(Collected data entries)

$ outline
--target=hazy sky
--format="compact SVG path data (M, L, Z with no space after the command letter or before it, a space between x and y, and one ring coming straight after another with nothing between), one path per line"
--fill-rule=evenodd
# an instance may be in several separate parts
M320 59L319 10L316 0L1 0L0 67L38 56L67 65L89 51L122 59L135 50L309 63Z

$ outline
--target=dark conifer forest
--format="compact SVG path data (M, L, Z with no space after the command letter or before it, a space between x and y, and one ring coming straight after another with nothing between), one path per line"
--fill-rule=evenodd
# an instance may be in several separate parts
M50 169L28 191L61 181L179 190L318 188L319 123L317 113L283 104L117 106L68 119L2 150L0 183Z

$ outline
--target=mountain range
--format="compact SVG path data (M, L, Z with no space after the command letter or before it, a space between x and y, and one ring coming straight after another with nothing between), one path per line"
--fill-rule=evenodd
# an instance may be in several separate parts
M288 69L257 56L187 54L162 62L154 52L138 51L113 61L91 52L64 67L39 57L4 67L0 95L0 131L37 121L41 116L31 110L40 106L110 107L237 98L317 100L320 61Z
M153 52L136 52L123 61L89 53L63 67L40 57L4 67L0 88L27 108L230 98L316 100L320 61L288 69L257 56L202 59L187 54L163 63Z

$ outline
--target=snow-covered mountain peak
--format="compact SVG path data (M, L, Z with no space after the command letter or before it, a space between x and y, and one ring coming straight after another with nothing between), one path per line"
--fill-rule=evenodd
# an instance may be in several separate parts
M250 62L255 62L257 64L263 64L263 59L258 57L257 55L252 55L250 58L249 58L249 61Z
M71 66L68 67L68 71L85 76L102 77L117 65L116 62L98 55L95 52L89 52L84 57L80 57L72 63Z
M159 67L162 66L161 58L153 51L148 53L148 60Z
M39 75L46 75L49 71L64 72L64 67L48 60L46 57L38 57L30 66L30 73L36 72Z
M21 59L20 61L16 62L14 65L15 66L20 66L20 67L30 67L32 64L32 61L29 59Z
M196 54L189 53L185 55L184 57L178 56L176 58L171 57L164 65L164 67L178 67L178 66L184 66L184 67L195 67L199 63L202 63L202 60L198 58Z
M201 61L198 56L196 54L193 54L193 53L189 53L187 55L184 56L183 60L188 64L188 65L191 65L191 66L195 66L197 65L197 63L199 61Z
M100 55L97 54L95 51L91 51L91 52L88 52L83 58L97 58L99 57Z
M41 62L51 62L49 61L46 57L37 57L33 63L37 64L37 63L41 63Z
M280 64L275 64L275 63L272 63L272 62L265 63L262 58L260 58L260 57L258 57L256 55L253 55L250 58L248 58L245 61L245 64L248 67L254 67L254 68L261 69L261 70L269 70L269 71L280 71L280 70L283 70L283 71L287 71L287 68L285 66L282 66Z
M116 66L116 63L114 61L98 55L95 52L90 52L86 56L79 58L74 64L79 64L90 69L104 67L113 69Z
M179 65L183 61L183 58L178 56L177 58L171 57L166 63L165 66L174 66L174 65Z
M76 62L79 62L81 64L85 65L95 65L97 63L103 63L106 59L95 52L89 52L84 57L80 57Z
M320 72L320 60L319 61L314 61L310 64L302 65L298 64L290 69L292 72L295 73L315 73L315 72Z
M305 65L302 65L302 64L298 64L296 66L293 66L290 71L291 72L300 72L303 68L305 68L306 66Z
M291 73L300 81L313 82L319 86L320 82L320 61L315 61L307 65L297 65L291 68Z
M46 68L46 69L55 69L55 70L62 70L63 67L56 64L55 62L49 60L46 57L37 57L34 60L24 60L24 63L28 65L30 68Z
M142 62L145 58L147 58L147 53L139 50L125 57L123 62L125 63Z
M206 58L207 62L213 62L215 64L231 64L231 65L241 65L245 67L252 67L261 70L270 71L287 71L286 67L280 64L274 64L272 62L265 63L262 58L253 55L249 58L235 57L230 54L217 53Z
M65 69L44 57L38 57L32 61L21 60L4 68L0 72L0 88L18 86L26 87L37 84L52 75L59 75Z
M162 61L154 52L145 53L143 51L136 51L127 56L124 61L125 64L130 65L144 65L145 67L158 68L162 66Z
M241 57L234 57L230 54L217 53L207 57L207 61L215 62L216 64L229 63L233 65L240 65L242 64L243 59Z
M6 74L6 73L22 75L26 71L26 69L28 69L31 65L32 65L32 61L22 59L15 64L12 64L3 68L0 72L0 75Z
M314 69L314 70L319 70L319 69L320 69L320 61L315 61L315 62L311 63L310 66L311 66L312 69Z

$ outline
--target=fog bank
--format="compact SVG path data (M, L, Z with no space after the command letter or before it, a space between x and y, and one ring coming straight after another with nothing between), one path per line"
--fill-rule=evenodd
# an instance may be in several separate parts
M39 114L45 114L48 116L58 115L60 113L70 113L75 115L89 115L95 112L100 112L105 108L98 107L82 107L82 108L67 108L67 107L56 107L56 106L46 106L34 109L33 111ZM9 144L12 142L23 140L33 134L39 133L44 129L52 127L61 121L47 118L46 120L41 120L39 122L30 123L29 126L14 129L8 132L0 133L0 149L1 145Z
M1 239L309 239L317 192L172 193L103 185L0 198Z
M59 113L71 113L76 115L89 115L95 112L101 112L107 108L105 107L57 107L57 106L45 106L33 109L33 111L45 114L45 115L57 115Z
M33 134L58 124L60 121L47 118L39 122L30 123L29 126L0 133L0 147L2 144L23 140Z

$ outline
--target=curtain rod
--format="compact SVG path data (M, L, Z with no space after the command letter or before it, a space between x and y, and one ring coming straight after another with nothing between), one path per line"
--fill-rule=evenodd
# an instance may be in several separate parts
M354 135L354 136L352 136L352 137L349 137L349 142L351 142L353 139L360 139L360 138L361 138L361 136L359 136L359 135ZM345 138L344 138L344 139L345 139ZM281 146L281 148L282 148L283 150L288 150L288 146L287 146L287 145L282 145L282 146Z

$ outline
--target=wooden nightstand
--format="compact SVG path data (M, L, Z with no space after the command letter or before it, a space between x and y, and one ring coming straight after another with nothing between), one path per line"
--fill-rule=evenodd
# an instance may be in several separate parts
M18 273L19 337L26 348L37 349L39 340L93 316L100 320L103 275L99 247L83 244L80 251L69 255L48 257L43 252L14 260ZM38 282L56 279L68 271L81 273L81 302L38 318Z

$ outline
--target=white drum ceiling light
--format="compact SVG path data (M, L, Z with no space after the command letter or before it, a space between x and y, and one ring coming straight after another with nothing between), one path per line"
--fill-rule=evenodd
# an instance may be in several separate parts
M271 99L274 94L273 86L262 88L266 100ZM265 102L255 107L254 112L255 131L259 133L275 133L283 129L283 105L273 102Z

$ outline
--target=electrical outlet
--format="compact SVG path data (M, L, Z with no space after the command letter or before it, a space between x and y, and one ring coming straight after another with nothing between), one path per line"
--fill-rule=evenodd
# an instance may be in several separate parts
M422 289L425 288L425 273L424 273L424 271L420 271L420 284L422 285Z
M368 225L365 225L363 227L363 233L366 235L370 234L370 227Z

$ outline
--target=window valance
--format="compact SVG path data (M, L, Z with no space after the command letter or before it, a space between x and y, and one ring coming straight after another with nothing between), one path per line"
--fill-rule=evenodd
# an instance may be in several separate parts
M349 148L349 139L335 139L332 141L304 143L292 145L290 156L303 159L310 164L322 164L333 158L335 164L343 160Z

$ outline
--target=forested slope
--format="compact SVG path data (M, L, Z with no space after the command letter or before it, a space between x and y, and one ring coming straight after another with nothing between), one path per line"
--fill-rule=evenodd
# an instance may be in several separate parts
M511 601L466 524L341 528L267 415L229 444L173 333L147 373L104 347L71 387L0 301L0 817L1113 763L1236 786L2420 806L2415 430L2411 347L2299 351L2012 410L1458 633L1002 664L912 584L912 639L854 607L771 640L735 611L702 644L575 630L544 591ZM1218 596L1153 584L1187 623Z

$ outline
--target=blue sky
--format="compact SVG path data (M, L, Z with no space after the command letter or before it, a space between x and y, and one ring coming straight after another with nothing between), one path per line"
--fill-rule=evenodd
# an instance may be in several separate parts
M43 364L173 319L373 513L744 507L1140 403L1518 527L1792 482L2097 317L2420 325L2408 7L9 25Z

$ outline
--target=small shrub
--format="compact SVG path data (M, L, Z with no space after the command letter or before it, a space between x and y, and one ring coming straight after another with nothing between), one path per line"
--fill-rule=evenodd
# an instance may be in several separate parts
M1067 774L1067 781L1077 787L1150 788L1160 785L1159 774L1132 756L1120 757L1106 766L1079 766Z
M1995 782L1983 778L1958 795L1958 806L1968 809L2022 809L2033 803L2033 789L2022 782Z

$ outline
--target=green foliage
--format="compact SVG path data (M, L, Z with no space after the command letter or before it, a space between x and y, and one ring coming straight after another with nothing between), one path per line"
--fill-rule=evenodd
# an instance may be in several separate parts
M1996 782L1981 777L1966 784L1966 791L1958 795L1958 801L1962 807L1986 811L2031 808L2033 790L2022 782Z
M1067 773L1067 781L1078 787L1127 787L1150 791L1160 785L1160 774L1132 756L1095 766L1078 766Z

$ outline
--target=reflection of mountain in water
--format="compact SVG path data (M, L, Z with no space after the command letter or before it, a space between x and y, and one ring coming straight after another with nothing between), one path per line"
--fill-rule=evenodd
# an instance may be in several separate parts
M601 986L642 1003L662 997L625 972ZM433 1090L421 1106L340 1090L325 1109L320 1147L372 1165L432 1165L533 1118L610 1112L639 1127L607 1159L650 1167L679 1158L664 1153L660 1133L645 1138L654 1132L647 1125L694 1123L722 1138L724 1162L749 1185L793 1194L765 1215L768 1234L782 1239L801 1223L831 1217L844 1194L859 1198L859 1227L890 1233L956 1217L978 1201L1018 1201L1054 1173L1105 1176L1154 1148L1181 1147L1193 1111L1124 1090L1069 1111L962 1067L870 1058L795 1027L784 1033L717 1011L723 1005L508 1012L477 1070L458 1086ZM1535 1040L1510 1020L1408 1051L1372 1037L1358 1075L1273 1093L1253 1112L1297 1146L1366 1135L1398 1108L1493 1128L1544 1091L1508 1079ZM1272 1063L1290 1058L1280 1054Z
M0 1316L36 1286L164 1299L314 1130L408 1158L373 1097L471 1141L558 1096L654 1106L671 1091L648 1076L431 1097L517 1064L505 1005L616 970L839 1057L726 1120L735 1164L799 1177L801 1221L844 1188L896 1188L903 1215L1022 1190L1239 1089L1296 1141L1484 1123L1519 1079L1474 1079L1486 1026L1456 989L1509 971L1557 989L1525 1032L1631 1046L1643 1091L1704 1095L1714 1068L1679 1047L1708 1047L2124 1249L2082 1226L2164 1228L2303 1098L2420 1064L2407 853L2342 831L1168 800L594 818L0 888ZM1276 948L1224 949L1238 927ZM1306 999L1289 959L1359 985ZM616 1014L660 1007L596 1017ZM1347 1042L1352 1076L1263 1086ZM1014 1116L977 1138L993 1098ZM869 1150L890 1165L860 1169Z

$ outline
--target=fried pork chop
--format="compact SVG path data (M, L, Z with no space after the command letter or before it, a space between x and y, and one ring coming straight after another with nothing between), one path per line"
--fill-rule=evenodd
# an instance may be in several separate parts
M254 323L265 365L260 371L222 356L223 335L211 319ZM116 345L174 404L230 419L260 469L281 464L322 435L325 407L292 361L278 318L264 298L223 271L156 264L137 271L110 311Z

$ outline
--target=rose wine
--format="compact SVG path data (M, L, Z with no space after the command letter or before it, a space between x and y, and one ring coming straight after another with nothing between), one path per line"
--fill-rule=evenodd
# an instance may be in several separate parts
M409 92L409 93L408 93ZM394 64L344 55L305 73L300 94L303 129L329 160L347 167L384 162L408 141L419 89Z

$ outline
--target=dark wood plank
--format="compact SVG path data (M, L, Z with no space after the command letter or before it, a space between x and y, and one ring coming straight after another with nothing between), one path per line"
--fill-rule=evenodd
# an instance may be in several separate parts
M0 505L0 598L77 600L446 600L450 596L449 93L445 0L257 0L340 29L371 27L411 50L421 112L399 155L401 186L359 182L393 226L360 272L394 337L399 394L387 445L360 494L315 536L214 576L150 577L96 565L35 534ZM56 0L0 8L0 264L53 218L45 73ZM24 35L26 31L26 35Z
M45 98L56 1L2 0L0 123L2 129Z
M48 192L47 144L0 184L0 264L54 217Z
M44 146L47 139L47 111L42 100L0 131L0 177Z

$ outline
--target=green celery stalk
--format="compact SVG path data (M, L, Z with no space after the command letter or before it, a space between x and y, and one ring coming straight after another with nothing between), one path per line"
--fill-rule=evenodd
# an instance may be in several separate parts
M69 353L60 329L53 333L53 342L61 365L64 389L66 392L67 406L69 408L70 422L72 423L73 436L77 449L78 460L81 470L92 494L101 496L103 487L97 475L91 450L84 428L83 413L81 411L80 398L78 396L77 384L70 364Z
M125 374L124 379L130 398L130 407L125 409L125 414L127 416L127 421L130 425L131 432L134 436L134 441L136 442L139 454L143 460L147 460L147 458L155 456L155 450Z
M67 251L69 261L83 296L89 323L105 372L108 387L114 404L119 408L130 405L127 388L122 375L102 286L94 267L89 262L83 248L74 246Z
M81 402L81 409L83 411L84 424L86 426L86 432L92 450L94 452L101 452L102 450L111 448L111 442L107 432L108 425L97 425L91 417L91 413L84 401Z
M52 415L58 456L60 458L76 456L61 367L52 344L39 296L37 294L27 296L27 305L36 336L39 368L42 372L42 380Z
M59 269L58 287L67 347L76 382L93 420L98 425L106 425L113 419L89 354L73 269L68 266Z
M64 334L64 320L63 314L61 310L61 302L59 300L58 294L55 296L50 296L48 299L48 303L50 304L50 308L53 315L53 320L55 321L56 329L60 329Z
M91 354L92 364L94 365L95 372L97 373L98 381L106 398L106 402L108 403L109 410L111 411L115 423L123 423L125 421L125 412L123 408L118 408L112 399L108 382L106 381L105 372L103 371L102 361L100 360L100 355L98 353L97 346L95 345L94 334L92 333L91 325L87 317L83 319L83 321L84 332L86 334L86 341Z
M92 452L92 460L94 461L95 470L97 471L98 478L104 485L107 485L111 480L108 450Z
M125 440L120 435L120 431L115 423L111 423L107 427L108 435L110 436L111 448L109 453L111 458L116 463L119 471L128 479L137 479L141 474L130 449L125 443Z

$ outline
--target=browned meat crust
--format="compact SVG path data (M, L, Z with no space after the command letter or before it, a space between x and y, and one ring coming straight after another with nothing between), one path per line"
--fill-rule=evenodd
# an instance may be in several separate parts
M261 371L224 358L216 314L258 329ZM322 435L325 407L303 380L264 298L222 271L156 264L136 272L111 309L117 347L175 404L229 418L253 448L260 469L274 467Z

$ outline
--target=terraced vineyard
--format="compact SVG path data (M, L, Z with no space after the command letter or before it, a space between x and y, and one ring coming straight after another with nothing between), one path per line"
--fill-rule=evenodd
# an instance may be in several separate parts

Your task: Only the lines from the top of the data through the line that contains "--target=mountain range" should be quoted, exactly as they stand.

Exercise result:
$ outline
--target=hazy sky
--format="compact SVG path data (M, L, Z with no space after the command letter or before it, a space between x and y, and one ring coming straight after another with nothing between), one path per line"
--fill-rule=evenodd
# an instance may be in several separate parts
M320 59L319 10L316 0L1 0L0 67L38 56L67 65L89 51L122 59L135 50L309 63Z

$ outline
--target=dark conifer forest
--format="compact SVG path data (M, L, Z with no space after the command letter or before it, a space between x and y, and one ring coming straight after another with nothing between), one path per line"
--fill-rule=evenodd
# an instance may be in several separate parts
M50 169L28 191L61 181L179 190L318 188L319 123L317 113L283 104L117 106L68 119L2 150L0 183Z

$ outline
--target=mountain range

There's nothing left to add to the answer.